'''
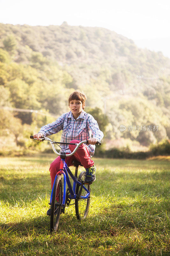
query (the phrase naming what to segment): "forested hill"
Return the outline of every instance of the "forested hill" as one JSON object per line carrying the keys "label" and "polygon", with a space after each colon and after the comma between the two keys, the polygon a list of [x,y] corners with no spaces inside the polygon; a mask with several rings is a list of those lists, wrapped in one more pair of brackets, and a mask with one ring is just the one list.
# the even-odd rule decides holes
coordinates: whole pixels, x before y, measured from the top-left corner
{"label": "forested hill", "polygon": [[[57,116],[67,111],[62,97],[79,89],[87,95],[86,109],[107,116],[106,138],[148,145],[169,137],[169,61],[105,28],[0,24],[0,107]],[[23,124],[35,121],[24,116],[17,116]],[[122,133],[122,124],[159,130]]]}

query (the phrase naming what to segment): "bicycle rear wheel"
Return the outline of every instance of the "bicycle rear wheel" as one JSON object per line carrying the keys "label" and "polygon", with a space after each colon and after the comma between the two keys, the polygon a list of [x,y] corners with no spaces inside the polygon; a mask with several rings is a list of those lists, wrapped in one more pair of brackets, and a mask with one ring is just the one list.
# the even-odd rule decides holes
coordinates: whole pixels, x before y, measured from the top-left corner
{"label": "bicycle rear wheel", "polygon": [[[79,180],[85,180],[86,172],[85,171],[82,172],[78,176]],[[84,184],[85,187],[87,189],[89,192],[90,191],[90,186],[89,184]],[[78,191],[80,189],[80,186],[77,184],[76,194],[78,195]],[[86,191],[84,188],[83,188],[81,196],[85,196],[87,194]],[[75,200],[75,209],[76,217],[78,220],[84,220],[85,219],[87,216],[89,211],[90,205],[90,197],[87,199],[76,199]]]}
{"label": "bicycle rear wheel", "polygon": [[55,182],[51,200],[50,220],[50,229],[51,231],[55,232],[58,226],[63,194],[62,177],[59,175]]}

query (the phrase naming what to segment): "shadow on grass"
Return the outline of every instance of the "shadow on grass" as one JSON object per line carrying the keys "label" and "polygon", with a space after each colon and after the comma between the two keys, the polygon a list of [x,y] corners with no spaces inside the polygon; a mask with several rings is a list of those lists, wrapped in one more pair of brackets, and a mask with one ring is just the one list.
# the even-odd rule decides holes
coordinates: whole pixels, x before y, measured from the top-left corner
{"label": "shadow on grass", "polygon": [[[103,171],[96,174],[97,180],[91,186],[92,195],[113,195],[116,191],[117,196],[129,196],[134,198],[142,193],[148,196],[166,197],[169,195],[168,180],[170,173],[168,171],[161,172],[130,173],[126,171],[117,173],[114,171]],[[5,203],[8,201],[11,206],[19,202],[22,206],[35,200],[38,195],[45,197],[48,191],[51,193],[50,178],[48,174],[34,175],[25,179],[14,178],[9,180],[1,179],[0,198]]]}
{"label": "shadow on grass", "polygon": [[[128,206],[129,207],[129,205]],[[146,205],[144,203],[141,206],[144,207]],[[155,233],[157,230],[155,228],[152,230],[151,227],[153,220],[150,219],[150,216],[149,215],[145,216],[145,220],[141,219],[144,209],[141,210],[140,216],[137,214],[135,210],[131,212],[130,214],[127,215],[127,212],[124,210],[127,210],[127,207],[126,205],[124,207],[117,205],[116,207],[104,208],[102,212],[93,216],[88,217],[81,222],[72,215],[62,214],[58,232],[55,234],[49,232],[50,218],[47,216],[38,216],[16,223],[1,223],[0,224],[1,243],[3,247],[5,246],[6,250],[4,255],[6,255],[6,252],[8,255],[12,251],[30,252],[33,250],[34,252],[38,252],[40,253],[38,255],[41,255],[40,252],[42,250],[44,252],[48,250],[58,252],[63,251],[69,253],[67,251],[68,245],[71,248],[78,247],[80,243],[82,251],[87,246],[94,249],[98,249],[101,246],[107,248],[107,246],[113,246],[115,243],[118,243],[118,237],[121,244],[120,251],[122,252],[124,251],[130,252],[135,249],[135,245],[137,247],[136,249],[137,251],[142,247],[144,243],[147,246],[149,241],[152,249],[155,246],[158,247],[153,235],[153,232]],[[148,220],[150,220],[149,222]],[[159,228],[159,231],[157,231],[157,235],[160,235],[159,239],[162,239],[164,243],[166,241],[167,245],[167,238],[166,241],[166,238],[164,238],[162,236],[165,232],[165,223],[159,222],[157,223]],[[160,227],[160,225],[162,228]],[[146,237],[148,241],[143,241],[145,232],[147,233]],[[137,234],[139,238],[142,237],[141,242],[139,239],[139,244],[136,244],[136,241],[131,237]],[[13,239],[15,239],[15,242]],[[92,241],[90,244],[89,239]],[[166,248],[166,251],[167,251]]]}

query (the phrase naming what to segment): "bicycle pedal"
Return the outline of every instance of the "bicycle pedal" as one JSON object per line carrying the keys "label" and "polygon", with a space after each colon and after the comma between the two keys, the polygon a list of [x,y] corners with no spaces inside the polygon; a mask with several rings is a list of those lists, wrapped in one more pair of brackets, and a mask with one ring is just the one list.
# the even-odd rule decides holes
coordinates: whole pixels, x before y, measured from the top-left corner
{"label": "bicycle pedal", "polygon": [[83,184],[84,184],[85,185],[91,185],[91,184],[92,184],[92,182],[84,182]]}

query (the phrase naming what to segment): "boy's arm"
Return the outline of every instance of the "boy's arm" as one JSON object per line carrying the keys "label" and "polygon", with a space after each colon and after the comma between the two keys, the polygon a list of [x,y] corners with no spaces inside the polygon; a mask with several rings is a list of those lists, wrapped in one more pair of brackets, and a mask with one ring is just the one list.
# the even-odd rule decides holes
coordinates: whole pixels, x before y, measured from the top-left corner
{"label": "boy's arm", "polygon": [[48,124],[42,126],[40,132],[35,135],[35,138],[39,139],[43,136],[48,136],[57,133],[63,129],[64,118],[64,114],[63,114],[61,116],[58,117],[55,121],[51,124]]}
{"label": "boy's arm", "polygon": [[100,130],[97,121],[91,115],[89,115],[87,121],[87,127],[91,130],[93,135],[92,138],[88,139],[89,144],[94,145],[97,140],[100,141],[103,138],[104,134],[103,132]]}

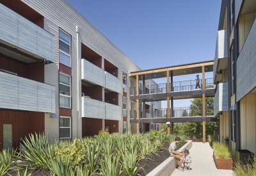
'''
--- TO BE DONE ---
List every line of the records that contains the string "query", copying each line in full.

--- IN RESPONSE ---
query (the phrase naming what to segment): "forested hill"
query (the phrase naming what to segment): "bicycle rear wheel"
query (the phrase naming what to segment): "shadow on grass"
query (the phrase naming what to segment): "bicycle pedal"
query (the phrase naming what to segment): "boy's arm"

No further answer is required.